§ Directions
From the first line to the last, write out the records exactly, leaving the pictures behind.

§ Data supplied
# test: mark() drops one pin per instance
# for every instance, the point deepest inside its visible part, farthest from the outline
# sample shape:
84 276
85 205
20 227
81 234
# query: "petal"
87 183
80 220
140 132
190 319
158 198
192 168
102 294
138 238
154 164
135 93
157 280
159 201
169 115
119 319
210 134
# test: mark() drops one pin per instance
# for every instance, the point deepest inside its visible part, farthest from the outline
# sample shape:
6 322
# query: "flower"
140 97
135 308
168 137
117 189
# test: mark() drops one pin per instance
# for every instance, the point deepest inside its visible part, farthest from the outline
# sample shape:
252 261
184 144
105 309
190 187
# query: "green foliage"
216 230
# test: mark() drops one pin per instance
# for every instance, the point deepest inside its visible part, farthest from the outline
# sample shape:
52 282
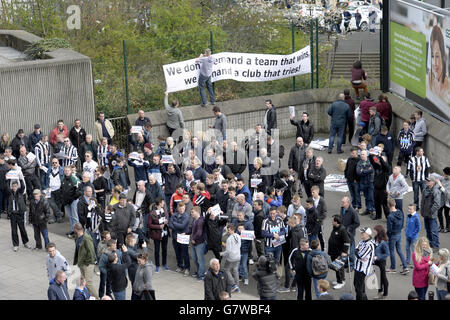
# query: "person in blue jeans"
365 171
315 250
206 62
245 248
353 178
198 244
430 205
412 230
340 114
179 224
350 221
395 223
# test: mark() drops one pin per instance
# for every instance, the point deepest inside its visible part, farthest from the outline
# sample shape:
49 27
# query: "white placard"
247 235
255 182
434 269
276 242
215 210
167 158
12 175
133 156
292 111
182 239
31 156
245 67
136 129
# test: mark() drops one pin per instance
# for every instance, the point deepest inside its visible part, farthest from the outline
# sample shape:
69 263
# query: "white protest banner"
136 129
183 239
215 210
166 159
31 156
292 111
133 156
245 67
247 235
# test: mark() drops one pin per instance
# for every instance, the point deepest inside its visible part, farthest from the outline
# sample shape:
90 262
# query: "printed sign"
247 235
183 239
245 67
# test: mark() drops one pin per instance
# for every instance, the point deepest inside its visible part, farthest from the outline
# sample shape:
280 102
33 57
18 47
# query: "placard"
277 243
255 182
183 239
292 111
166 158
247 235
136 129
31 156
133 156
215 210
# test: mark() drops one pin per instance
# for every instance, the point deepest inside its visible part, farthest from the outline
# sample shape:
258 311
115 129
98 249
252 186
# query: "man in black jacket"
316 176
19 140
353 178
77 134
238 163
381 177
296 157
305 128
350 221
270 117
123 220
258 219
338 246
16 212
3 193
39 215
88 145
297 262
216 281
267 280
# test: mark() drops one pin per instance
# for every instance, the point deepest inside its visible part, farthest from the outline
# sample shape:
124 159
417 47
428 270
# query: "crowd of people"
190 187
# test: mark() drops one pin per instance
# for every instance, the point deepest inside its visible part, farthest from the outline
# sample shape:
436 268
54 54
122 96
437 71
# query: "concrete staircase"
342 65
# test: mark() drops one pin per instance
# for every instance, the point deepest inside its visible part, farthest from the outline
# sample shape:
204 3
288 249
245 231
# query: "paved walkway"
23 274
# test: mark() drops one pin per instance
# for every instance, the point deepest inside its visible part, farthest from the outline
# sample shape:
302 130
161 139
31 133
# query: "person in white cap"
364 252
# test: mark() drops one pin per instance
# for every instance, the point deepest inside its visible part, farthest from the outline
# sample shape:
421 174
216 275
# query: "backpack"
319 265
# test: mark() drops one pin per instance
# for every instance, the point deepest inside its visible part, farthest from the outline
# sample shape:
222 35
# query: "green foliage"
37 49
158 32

§ Response below
# test: mark() drops one pin per instance
# for every instance, the point deepest inside its visible part, farthest from the outline
# sample shape:
84 276
85 205
20 227
81 234
# query: "petal"
87 183
80 220
140 132
190 319
158 198
192 168
102 294
138 238
154 164
135 93
157 280
159 201
169 115
119 319
210 134
# test: mark() drops one pin per instance
# for every instance, the point deepest inside its visible part, farthest from the outline
# sample shape:
6 322
# query: "flower"
140 97
135 308
168 137
117 189
# test: mark() drops one pin per instance
# for every instance, the point deepest inside its visible part, farthest from the outline
# sample shape:
252 261
184 144
105 309
190 187
# query: "green foliage"
216 230
# test: mark() drops one pin per instance
# for every instance, the point deepest inside its visible part, farthest from the outline
# sample shape:
52 282
# query: "person in blue jeans"
365 171
315 250
206 62
245 248
353 178
198 244
430 205
412 230
340 114
179 224
350 221
395 223
# test: mark() drops one pin per instance
# for every instance, the point deepest inside its visible part, farthest from the outline
# sample shape:
49 27
# query: "white placard"
247 235
255 182
434 269
276 242
215 210
167 158
12 175
133 156
292 111
182 239
31 156
245 67
136 129
# test: mark() drops one pin per instance
# for every instance, the point deepest inside its visible part, farthest from the outline
# sample shape:
69 263
# query: "white protest banner"
136 129
183 239
215 210
166 159
31 156
292 111
133 156
245 67
247 235
# test: mark() drops one pin per instance
# for every instance, the point deepest inside its visible part, farthest from the outline
# sample shape:
90 262
# query: "printed sign"
247 235
183 239
245 67
# test: mark() drops one pin per instance
# for every instance, the point deepest inside its visible part, farthest from the outline
# sample shape:
280 102
33 57
18 47
# query: "placard"
277 243
255 182
183 239
292 111
166 158
247 235
136 129
31 156
133 156
215 210
# test: mark() drops one pin per instance
# for every instance, the point deepest inside its visible part, farthest from the outline
# sample shape:
258 311
115 129
98 249
252 186
# query: "man in black jacket"
316 176
19 140
353 178
77 134
238 163
381 177
296 157
305 128
350 221
270 117
123 220
258 219
338 246
16 212
3 193
39 215
88 145
297 262
216 281
267 280
# test: mark() drops one pin per instance
# for every instance, the point deepest inside its visible part, farthest from the outline
# sample shape:
124 159
417 47
428 270
# query: "crowd of people"
190 187
# test: mark() drops one pin per instance
# for every instance, the point deepest inside its visible part, farthest from the outline
# sample shape:
436 268
54 54
122 96
437 71
# query: "concrete staircase"
342 65
# test: mark() drops one pin per instance
# for every instance, the point deepest inside its visible part, farthest from the outline
# sample shape:
204 3
288 249
245 231
# query: "paved walkway"
23 274
# test: mark() drops one pin per instance
# for every instance, the point deepest inside its visible part, farthest from the outline
# sample shape:
302 130
161 139
31 133
# query: "person in white cap"
364 252
# test: mark() drops one pin per instance
# for every instance, the point deepest inside its visible part, farthest from the outline
# sample shape:
421 174
216 275
# query: "backpack"
319 265
# test: mark() drops one pin per instance
# for every instance, the point deepest inside its visible part, farthest from the outline
# sample shape:
222 35
# query: "green foliage"
37 49
158 32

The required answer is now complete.